## WHAT IS NEEDED:
Your output should repeat each record below with no differences.

(Stored records)
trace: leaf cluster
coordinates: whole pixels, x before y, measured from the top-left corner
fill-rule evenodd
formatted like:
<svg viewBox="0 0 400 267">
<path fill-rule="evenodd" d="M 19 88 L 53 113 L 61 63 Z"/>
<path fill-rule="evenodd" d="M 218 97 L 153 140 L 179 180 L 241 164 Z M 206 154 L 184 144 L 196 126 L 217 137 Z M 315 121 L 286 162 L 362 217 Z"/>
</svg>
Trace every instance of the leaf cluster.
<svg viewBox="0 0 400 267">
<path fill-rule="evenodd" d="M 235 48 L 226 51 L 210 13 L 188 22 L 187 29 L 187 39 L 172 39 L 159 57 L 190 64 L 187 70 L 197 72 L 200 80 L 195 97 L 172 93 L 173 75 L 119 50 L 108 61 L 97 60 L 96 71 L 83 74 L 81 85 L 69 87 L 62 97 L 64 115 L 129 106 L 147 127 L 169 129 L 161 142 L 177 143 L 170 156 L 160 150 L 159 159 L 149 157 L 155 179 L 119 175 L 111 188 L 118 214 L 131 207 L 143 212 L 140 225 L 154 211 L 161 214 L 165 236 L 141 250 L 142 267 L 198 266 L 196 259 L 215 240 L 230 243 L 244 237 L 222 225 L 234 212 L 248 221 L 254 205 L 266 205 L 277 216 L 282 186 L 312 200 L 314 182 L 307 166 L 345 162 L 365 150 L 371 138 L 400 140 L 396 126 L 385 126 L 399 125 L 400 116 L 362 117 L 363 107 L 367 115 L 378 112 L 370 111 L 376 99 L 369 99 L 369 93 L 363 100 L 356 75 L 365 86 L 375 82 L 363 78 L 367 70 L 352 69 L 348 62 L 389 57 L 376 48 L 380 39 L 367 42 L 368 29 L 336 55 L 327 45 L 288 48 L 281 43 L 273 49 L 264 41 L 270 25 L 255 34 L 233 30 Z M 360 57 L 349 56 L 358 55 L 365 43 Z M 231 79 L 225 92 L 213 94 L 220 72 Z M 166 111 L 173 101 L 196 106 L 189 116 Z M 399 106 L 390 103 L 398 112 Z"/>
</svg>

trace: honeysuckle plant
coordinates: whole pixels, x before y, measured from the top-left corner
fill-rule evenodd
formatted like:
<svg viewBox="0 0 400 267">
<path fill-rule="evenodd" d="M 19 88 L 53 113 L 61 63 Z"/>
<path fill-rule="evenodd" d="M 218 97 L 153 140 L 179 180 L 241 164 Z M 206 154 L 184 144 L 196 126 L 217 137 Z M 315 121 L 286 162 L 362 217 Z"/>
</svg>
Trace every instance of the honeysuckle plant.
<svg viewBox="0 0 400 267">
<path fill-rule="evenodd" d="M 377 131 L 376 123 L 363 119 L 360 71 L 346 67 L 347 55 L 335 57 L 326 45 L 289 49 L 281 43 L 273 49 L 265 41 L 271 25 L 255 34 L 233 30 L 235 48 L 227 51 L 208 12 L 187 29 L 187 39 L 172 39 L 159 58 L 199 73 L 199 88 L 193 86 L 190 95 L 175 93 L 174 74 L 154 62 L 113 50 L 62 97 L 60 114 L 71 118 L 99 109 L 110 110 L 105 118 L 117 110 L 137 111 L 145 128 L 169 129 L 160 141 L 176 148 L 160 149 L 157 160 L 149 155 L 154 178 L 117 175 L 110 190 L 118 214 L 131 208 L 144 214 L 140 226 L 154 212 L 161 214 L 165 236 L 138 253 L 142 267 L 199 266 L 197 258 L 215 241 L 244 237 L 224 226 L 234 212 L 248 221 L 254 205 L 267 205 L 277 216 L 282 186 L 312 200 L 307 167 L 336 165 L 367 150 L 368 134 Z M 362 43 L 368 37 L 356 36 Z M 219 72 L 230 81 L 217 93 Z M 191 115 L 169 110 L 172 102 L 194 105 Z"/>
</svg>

## ANSWER BOX:
trace: leaf cluster
coordinates: whole pixels, x before y, measured from the top-left corner
fill-rule evenodd
formatted like:
<svg viewBox="0 0 400 267">
<path fill-rule="evenodd" d="M 19 88 L 53 113 L 61 63 Z"/>
<path fill-rule="evenodd" d="M 218 97 L 153 140 L 179 180 L 241 164 Z M 206 154 L 184 144 L 196 126 L 217 137 Z M 315 121 L 286 162 L 362 217 Z"/>
</svg>
Trace every instance of the leaf cluster.
<svg viewBox="0 0 400 267">
<path fill-rule="evenodd" d="M 235 48 L 226 51 L 210 13 L 188 22 L 187 29 L 187 39 L 172 39 L 159 57 L 190 64 L 187 70 L 197 72 L 200 80 L 195 97 L 172 93 L 173 75 L 119 50 L 108 61 L 97 60 L 96 71 L 83 74 L 81 85 L 69 87 L 62 97 L 64 115 L 129 106 L 147 127 L 169 129 L 161 142 L 177 143 L 170 156 L 160 150 L 159 159 L 149 157 L 155 179 L 119 175 L 111 188 L 118 214 L 131 207 L 143 212 L 140 225 L 154 211 L 161 214 L 165 236 L 141 250 L 142 267 L 198 266 L 196 259 L 215 240 L 230 243 L 244 237 L 222 225 L 234 212 L 248 221 L 254 205 L 266 205 L 277 216 L 282 186 L 312 200 L 314 182 L 307 166 L 345 162 L 365 150 L 371 138 L 400 140 L 396 126 L 385 126 L 399 125 L 400 116 L 362 117 L 363 107 L 367 115 L 378 112 L 370 111 L 376 99 L 369 99 L 369 93 L 363 100 L 356 75 L 365 86 L 375 82 L 363 78 L 367 70 L 352 69 L 348 62 L 389 57 L 376 48 L 380 39 L 367 42 L 368 29 L 336 55 L 327 45 L 288 48 L 281 43 L 273 49 L 264 41 L 270 25 L 255 34 L 233 30 Z M 360 57 L 349 56 L 358 55 L 365 43 Z M 231 79 L 225 92 L 213 94 L 220 72 Z M 166 111 L 173 101 L 196 106 L 189 116 Z M 399 106 L 390 103 L 398 112 Z"/>
</svg>

trace: honeysuckle plant
coordinates: whole pixels, x before y, measured from the top-left corner
fill-rule evenodd
formatted like:
<svg viewBox="0 0 400 267">
<path fill-rule="evenodd" d="M 19 88 L 53 113 L 61 63 Z"/>
<path fill-rule="evenodd" d="M 218 97 L 153 140 L 179 180 L 241 164 Z M 206 154 L 184 144 L 196 126 L 217 137 Z M 315 121 L 286 162 L 362 217 Z"/>
</svg>
Trace every instance of the honeysuckle plant.
<svg viewBox="0 0 400 267">
<path fill-rule="evenodd" d="M 377 131 L 376 123 L 363 119 L 360 71 L 346 67 L 347 55 L 335 57 L 326 45 L 289 49 L 281 43 L 273 49 L 265 41 L 271 25 L 255 34 L 233 30 L 235 48 L 227 51 L 208 12 L 187 29 L 187 39 L 172 39 L 159 58 L 199 73 L 199 88 L 193 86 L 190 95 L 175 93 L 174 74 L 154 62 L 113 50 L 62 97 L 60 114 L 71 118 L 99 109 L 110 110 L 105 118 L 117 110 L 137 111 L 145 128 L 169 129 L 160 141 L 176 148 L 160 149 L 157 160 L 149 155 L 154 178 L 117 175 L 110 190 L 118 214 L 131 208 L 144 214 L 140 226 L 154 212 L 161 214 L 165 236 L 138 253 L 142 267 L 199 266 L 197 258 L 215 241 L 244 237 L 224 226 L 234 212 L 248 221 L 254 205 L 267 205 L 277 216 L 282 186 L 312 200 L 307 167 L 336 165 L 367 150 L 368 134 Z M 362 43 L 368 37 L 356 36 Z M 219 72 L 230 81 L 217 93 Z M 191 115 L 169 110 L 172 102 L 194 105 Z"/>
</svg>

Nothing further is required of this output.